- _Text provided_:
┌────────
Readers who follow this blog are well aware that I love Nora Roberts. After first discovering her as a teenager, I have been an unabashed fan of her work since then and I have read — although people often doubt me! — every single one of her more than two hundred and seventy-five books. Nora Roberts consistently delivers exactly what I want in a romance novel (or, in the case of her JD Robb books: a science-fiction murder-mystery) and always ties up every single storyline, just in time, with a happy ending.

All that praise aside, I have to admit that I do not like this most recent trilogy. The books have some of the elements of her books that I do love: a steamy romance between two sexy consenting adults; a great supporting cast of characters; an enviously luxurious setting; and a larger story of being on a quest — in this case, to save the world. Somehow, though, the story feels lacking in some indefinable element. After some thought, I have decided that she has written past stories that are similar to these but also better than these and, by comparison, I find The Guardians lacking. Not terrible, not unreadable…but somehow less than her supernatural-fantasy-romance best.

SPOILER ALERT: If you continue to read this post, I might spoil some secrets that are revealed in books one and two. As always, I strongly suggest that you read every book series in order! (Side note: some of this material appeared in my blog review of book #1 http://wp.me/p6N6mT-2K )
└────────
- _Source excerpt_:
┌────────
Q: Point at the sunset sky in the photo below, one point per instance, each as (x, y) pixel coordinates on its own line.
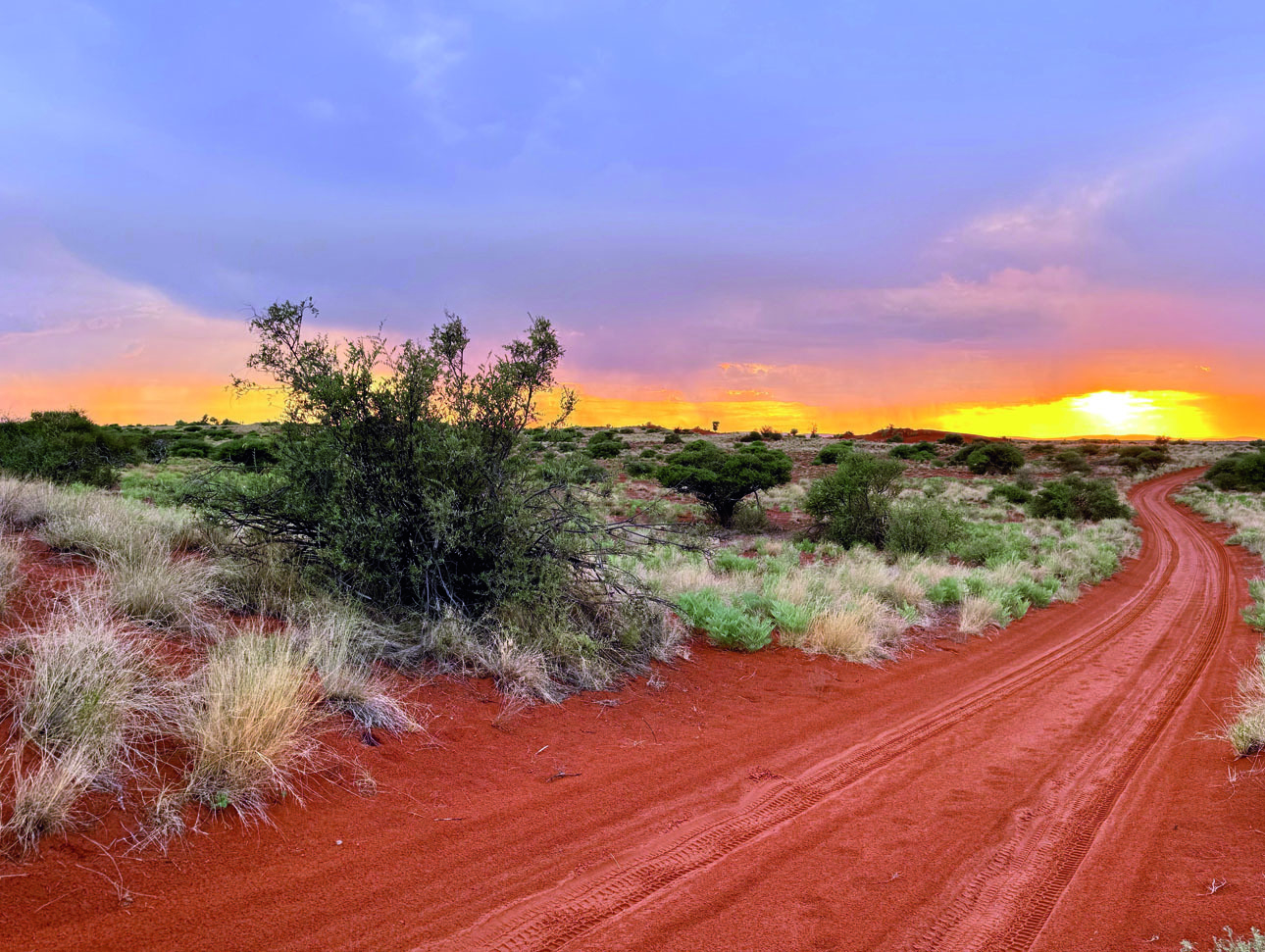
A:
(1002, 218)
└────────
- _Problem to solve_:
Continue the blog post reviewing Nora Roberts's Guardians trilogy, picking up after its spoiler alert.

- _Right answer_:
Officially classified as a romance, the book actually belongs in the sub-genre of supernatural romance, of which Roberts has written more than a few novels. The story of Stars of Fortune follows six gifted young people — Bran, Sasha, Riley, Sawyer, Doyle, and Annika — who come together to complete an epic quest searching for three priceless jewels, the Stars of Fortune, that have been hidden on earth by three goddesses from a distant world. They must learn to live, search, and fight as a team in the hopes of finding the jewels and of defeating the evil sorceress who is searching for them herself.  All six of the characters are all supernaturally gifted: Riley is a bright archaeologist and a Lycan; Sawyer is a time-traveler; Doyle is a weapons-wielding immortal; Sasha is a seer; Bran is a wizard; and Annika is a mermaid brought to the surface for a short time to help the others.

In Island of Glass, we find our heroes newly arrived at the final destination on their quest: a mansion on the coast of Ireland. Here, surrounded by sumptuous furnishings and gorgeous scenery, they begin the work of locating the last Star of Fortune. Using a combination of ancient texts, excursions to remote parts of Ireland, and magic, the team grows closer and closer to finding the Star. Along the way, they learn that a much deeper magic than simple friendship has linked them together and — of course — the final two characters, Doyle and Riley, fall in love.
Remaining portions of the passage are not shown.